Jugements de la Cour canadienne de l'impôt

Informations sur la décision

Contenu de la décision

Date: 20020308

Dossier: 2001-1988-IT-I

ENTRE :

OMER G. LÉGER,

appelant,

et

SA MAJESTÉ LA REINE,

intimée.

Motifsdu jugement

Le juge Angers, C.C.I.

[1]            Il s'agit d'appels régis par la procédure informelle que l'appelant a interjetés à l'encontre de cotisations établies pour ses années d'imposition 1996 et 1997. L'appelant s'est vu refuser par le ministre du Revenu national (le « Ministre » ) des dépenses totalisant 22 705 $ et 15 302 $, respectivement, au motif qu'elles n'ont pas été effectuées en vue de retirer un revenu de l'entreprise ou, subsidiairement, au motif que l'appelant n'a jamais tiré un revenu contre lequel il pouvait déclarer ces montants à titre de dépenses.

[2]            L'appelant est aujourd'hui semi-retraité, mais il exerce des activités d'agent d'assurance pour Assomption-Vie. Il a relaté à la Cour les idées qu'il avait eues et les démarches qu'il a entreprises au début de l'année 1996 pour démarrer une entreprise. Il était au courant que le Nouveau-Brunswick et l'Île-du-Prince-Edouard francophones étaient mal connus des opérateurs d'autocars du Québec. Les départs en autocars se faisaient principalement de Montréal et de Québec, avec un arrêt dans la région d'Edmundston (Nouveau-Brunswick) ou de Grand-Sault (Nouveau-Brunswick). Le lendemain, les autocars se rendaient dans l'Île-du-Prince-Edouard. Au retour, ils passaient par la région gaspésienne sans faire un autre arrêt au Nouveau-Brunswick.

■ ■ ■

CONSIGNE: Dans le jugement ci-dessus, reprenez plus brièvement le paragraphe qui commence par « Il s'agit d'appels régis ». Gardez les années, les montants et les raisons du refus.

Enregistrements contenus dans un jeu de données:
■ ■ ■

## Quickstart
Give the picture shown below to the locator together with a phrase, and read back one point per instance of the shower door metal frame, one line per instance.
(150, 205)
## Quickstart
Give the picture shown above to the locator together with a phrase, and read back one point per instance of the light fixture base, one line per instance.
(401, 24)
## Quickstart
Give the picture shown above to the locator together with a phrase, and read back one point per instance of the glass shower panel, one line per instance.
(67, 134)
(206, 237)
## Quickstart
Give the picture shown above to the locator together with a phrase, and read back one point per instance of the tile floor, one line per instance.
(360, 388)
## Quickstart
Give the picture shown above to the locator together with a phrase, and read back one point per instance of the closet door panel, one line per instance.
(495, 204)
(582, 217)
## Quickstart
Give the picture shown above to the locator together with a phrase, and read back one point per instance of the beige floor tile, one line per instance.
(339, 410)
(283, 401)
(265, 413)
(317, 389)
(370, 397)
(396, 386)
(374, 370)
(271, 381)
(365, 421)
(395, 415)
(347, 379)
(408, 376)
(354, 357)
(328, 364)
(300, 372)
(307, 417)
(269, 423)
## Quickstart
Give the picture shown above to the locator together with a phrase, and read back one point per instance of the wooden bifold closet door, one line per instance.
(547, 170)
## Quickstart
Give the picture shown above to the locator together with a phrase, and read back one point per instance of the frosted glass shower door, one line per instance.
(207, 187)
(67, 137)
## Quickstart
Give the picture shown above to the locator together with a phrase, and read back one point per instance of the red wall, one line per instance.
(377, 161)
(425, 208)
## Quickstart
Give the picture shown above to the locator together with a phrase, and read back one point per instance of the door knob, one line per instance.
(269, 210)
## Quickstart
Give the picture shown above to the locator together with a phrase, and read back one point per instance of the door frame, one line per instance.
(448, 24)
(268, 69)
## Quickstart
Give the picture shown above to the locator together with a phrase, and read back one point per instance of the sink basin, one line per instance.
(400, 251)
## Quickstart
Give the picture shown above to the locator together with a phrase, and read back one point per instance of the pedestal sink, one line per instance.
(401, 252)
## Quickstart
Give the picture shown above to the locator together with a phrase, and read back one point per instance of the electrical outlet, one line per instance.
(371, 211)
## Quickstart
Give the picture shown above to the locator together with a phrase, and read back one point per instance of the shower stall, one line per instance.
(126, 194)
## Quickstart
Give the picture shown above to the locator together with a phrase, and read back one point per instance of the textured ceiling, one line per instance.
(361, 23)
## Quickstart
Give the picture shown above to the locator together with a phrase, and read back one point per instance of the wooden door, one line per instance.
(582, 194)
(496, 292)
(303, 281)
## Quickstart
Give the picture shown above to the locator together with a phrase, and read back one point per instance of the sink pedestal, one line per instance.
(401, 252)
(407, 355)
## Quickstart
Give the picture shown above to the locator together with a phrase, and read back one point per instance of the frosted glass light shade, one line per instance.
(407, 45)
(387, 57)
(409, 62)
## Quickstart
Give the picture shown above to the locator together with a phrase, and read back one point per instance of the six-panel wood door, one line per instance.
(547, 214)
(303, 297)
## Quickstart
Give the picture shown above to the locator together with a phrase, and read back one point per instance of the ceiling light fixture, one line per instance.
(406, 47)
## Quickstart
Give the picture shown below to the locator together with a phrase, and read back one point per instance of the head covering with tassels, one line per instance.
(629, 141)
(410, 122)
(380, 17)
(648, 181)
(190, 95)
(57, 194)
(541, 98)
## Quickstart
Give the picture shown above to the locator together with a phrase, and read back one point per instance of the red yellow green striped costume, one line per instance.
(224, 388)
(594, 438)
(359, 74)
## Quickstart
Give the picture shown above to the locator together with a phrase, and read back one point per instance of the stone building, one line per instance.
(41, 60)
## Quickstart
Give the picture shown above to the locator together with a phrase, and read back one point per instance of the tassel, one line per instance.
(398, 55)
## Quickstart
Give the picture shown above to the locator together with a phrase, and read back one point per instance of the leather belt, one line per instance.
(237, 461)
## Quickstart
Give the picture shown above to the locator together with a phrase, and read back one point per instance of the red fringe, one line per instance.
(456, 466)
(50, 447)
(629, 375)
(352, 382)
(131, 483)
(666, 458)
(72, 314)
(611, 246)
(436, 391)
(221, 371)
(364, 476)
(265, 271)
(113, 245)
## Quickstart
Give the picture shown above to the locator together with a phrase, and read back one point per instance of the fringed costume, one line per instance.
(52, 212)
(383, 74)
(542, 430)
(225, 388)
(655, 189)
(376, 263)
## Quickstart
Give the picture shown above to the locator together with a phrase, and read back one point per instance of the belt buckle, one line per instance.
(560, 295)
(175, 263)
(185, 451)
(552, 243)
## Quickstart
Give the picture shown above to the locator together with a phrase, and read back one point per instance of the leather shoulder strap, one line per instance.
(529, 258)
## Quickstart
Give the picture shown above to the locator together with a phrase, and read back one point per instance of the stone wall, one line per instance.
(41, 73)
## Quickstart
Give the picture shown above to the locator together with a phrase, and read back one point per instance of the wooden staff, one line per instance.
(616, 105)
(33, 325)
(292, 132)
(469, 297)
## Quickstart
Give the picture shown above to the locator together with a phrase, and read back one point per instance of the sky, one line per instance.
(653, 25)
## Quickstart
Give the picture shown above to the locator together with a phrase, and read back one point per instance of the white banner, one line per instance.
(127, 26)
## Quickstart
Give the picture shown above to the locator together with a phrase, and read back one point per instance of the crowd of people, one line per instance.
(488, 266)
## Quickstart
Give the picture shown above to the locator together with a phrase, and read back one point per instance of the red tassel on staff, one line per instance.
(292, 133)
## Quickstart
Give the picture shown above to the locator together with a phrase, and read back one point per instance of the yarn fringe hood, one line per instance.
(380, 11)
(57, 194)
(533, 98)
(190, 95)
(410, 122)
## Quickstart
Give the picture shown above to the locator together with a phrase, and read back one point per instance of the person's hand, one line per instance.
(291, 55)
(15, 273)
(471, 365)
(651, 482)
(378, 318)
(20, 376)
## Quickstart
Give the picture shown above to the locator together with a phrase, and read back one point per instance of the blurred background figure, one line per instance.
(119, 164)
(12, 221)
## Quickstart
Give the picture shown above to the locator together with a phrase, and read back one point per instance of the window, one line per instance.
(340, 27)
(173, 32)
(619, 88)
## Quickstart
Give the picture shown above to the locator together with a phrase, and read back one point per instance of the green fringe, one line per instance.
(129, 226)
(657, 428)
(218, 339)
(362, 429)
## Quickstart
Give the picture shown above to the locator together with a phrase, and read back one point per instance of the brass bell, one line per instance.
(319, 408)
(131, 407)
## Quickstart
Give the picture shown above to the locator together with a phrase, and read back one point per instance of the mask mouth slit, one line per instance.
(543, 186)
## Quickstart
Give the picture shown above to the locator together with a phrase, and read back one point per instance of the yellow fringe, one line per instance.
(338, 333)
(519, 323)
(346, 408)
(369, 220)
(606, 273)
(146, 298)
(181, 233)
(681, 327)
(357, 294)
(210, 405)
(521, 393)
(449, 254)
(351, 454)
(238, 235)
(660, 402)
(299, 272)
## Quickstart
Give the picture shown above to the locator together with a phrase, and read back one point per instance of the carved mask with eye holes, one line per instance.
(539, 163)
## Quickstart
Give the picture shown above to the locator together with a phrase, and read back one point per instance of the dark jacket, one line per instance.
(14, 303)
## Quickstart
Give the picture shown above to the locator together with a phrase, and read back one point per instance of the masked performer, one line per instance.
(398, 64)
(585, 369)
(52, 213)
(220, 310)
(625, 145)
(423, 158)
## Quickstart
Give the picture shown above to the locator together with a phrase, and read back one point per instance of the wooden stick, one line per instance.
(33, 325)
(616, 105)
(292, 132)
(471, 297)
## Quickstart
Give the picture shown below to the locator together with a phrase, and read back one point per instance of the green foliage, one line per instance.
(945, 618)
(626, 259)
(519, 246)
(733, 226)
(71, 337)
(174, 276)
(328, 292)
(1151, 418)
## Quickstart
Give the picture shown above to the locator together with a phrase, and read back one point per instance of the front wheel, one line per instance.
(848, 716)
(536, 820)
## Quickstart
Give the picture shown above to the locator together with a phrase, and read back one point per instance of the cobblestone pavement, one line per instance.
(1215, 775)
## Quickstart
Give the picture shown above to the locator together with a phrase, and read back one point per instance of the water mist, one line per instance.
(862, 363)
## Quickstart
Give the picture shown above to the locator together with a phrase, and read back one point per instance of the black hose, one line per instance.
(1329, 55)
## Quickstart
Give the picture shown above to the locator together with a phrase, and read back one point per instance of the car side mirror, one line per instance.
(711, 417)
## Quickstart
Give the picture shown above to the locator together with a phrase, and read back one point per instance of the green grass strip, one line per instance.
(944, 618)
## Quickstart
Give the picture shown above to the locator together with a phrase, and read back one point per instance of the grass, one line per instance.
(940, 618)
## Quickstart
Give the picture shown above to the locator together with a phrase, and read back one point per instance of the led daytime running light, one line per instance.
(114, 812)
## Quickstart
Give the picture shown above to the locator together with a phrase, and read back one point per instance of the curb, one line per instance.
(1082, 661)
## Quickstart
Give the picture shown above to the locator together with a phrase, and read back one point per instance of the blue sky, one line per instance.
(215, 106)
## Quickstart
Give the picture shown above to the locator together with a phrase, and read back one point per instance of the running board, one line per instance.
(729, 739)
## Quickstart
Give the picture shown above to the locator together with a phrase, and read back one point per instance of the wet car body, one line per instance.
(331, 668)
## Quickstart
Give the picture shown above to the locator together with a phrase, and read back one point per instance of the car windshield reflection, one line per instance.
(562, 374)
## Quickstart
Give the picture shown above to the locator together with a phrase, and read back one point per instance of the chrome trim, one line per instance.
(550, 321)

■ ■ ■

RÉPONSE: L'appelant conteste, selon la procédure informelle, les cotisations de ses années d'imposition 1996 et 1997. Le ministre du Revenu national lui a refusé des dépenses de 22 705 $ pour 1996 et de 15 302 $ pour 1997. Selon le ministre, ces dépenses n'ont pas été faites pour tirer un revenu de l'entreprise. Il ajoute, à titre subsidiaire, que l'appelant n'a jamais eu de revenu dont il aurait pu les déduire.